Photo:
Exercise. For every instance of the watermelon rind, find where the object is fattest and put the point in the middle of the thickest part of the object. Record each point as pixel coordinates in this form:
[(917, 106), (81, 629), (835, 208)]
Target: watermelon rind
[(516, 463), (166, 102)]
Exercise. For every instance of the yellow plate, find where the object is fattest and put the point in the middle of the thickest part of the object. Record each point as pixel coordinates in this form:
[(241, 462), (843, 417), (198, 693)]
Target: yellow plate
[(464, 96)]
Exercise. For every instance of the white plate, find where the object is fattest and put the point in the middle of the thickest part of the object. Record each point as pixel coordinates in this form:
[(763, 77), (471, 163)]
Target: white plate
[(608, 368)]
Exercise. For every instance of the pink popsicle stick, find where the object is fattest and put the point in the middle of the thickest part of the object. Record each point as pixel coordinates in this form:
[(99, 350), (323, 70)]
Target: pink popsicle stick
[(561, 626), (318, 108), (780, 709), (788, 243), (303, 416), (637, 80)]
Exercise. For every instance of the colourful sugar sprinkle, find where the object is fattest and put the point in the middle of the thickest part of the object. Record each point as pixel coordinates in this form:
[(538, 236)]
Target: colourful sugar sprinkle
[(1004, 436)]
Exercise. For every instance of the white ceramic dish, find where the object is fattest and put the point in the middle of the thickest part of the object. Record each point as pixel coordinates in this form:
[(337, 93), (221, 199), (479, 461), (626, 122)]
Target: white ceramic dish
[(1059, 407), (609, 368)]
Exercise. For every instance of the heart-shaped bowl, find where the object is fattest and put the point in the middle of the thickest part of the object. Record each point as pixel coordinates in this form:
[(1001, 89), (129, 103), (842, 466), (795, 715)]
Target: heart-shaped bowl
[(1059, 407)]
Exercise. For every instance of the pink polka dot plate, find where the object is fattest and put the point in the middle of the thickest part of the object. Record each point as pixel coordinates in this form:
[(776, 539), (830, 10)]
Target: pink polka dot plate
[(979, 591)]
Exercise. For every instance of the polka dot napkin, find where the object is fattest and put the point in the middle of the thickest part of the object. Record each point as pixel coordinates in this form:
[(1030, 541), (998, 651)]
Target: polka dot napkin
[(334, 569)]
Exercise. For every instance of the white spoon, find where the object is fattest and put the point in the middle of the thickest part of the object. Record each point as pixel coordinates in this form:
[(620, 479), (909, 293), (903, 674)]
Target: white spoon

########

Copy the rows from the line with "Exercise. For every instance of the heart-shaped" to the line with "[(1059, 407)]", both included and requests kept, and scale each point coordinate in the answers by 0.6, rounding to whole numbers with halves going up. Leave the numbers in the requests and their format samples as they are.

REPLY:
Exercise. For every instance of the heart-shaped bowl, find where the object is fattest and put the point in the middle of the thickest part of the object. Record each point as pixel coordinates in this form:
[(1001, 89), (129, 103), (842, 466), (795, 715)]
Target: heart-shaped bowl
[(635, 244)]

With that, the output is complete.